Pointing dataset data

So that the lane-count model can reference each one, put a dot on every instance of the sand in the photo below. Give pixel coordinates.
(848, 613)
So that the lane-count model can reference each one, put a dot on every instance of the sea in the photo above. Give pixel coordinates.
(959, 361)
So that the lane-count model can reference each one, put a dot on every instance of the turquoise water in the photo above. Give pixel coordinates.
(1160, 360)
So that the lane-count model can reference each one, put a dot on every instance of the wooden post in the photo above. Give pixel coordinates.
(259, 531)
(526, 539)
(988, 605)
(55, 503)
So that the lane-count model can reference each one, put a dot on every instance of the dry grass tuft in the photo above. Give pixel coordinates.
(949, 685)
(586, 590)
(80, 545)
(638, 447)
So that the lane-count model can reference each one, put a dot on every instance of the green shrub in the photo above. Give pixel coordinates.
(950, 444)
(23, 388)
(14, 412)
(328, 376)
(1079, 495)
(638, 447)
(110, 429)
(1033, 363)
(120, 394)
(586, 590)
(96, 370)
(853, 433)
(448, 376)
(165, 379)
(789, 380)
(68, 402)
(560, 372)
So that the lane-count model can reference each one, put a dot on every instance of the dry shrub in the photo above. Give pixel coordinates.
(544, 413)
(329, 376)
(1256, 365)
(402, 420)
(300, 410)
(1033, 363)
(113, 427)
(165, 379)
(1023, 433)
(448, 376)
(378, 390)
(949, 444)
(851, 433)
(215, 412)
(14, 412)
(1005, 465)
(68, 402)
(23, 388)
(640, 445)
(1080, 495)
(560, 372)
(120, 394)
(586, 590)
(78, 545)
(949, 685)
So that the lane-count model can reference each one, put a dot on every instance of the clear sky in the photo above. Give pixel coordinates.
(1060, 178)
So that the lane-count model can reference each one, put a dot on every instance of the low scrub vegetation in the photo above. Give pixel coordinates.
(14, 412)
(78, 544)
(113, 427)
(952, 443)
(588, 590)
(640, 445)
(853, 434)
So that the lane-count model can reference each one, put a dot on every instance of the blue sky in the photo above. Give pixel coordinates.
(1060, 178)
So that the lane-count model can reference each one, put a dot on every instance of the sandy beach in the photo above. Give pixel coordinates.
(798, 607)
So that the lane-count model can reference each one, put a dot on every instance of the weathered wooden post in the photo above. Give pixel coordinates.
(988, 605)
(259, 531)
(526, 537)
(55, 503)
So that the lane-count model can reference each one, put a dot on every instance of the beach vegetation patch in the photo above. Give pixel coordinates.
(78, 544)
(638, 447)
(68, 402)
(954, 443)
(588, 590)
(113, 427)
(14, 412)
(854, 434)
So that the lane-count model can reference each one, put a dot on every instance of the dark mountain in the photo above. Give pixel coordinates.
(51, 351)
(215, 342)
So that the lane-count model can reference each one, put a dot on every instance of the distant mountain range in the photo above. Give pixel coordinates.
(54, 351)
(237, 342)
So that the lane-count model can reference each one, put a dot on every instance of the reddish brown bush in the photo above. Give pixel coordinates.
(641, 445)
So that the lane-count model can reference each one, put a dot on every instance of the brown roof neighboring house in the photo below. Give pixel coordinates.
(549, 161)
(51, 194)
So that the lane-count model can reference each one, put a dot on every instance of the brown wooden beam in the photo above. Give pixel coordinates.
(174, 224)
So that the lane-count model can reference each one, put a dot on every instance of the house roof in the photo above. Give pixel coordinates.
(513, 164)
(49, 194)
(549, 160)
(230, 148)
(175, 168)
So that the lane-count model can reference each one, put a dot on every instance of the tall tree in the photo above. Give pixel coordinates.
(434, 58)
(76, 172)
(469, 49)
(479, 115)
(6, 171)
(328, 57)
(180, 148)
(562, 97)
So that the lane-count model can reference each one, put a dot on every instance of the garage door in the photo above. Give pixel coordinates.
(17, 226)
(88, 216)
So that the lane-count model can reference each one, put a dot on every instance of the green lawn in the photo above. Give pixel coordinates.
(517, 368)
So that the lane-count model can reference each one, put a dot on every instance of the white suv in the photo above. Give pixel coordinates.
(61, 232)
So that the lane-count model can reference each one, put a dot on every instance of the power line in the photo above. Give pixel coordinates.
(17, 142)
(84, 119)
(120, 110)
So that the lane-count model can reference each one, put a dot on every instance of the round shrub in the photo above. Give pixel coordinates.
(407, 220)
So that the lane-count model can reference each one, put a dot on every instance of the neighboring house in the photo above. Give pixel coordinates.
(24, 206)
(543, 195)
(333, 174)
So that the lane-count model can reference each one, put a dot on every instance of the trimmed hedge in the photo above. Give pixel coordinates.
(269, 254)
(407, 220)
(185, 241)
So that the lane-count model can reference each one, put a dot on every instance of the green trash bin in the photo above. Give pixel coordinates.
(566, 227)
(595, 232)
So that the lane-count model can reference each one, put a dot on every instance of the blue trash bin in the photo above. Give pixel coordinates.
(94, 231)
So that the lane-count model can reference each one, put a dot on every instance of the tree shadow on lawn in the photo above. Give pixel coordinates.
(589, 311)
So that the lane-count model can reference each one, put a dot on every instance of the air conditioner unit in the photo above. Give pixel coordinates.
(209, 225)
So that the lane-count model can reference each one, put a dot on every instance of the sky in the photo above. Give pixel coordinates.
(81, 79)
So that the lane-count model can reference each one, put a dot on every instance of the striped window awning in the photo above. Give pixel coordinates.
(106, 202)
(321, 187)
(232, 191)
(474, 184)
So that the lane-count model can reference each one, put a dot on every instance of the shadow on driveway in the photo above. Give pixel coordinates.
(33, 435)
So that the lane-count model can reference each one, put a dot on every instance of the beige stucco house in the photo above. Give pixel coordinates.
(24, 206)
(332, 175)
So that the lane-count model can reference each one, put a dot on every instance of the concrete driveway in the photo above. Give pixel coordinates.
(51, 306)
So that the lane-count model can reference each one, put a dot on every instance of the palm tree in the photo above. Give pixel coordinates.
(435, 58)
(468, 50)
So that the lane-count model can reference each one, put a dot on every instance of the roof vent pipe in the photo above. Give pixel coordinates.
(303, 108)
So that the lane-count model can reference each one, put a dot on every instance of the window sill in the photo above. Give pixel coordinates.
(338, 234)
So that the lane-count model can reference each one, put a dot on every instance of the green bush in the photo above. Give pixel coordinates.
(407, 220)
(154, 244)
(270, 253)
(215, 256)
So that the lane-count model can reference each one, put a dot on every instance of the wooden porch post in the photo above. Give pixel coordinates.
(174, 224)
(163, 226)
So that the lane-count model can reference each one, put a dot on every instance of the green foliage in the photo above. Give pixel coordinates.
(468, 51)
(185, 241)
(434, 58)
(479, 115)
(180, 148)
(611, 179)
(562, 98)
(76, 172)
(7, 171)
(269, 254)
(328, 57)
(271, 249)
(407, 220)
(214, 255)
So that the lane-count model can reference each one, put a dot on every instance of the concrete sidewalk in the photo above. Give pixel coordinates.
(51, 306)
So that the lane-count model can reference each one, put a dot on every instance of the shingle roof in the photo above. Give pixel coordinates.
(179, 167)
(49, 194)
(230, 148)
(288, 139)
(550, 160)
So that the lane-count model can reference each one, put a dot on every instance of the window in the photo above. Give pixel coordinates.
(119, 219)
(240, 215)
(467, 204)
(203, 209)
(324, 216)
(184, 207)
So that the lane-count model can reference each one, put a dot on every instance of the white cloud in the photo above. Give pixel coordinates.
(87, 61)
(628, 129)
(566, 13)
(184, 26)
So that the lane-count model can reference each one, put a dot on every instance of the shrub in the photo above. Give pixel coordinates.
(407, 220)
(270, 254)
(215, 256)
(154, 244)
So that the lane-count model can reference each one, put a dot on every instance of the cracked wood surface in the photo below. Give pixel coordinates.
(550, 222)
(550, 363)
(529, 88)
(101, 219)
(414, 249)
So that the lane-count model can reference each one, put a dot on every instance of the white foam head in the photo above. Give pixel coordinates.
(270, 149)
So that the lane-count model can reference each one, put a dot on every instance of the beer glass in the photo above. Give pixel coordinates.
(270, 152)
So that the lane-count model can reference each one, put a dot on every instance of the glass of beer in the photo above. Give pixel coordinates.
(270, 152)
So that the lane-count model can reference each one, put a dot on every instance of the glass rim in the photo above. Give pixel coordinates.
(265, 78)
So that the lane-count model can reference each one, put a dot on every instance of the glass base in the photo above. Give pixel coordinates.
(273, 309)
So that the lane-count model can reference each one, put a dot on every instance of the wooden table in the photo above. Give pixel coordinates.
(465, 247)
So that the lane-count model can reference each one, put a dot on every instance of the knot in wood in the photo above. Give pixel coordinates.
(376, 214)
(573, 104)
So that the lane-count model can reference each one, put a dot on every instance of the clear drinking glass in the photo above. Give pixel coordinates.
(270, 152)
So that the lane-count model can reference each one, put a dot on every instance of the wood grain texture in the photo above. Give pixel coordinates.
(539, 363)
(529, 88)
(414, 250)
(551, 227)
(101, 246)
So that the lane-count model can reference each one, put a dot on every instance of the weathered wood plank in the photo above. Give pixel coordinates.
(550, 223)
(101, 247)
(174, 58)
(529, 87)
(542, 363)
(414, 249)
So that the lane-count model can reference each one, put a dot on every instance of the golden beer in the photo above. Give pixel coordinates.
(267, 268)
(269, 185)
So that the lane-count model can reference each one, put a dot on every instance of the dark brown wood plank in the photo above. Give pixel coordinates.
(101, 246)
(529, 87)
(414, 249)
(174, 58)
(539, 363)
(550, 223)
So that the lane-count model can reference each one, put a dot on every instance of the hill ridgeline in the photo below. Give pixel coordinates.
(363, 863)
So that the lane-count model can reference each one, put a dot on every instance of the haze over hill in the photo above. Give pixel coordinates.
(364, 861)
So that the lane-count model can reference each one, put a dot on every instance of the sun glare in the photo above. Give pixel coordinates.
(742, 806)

▸ PROBLEM DESCRIPTION
Reproduce the stretch of data from the line containing "the dark brown" through the end of the data, substituting "lens flare" for "sun glare" and leaving everything else unchanged.

▸ OUTPUT OF THE EXERCISE
So that the lane-count model can reference each one, put a dot on every instance of the dark brown wood plank in the photo above. Give pixel coordinates.
(101, 246)
(529, 87)
(414, 249)
(174, 58)
(539, 363)
(550, 223)
So that the lane-count model can reference each one, put a dot on every instance of the hill ridgeline in the photo below. Give pixel coordinates.
(363, 863)
So that the lane-count model can reference each one, put a dot on every instance of the haze over hill in the photo above. Give pixel coordinates.
(364, 861)
So that the lane-count model can reference each one, put a dot on every instance of the lens flare in the photo above. Give pixel coordinates.
(742, 806)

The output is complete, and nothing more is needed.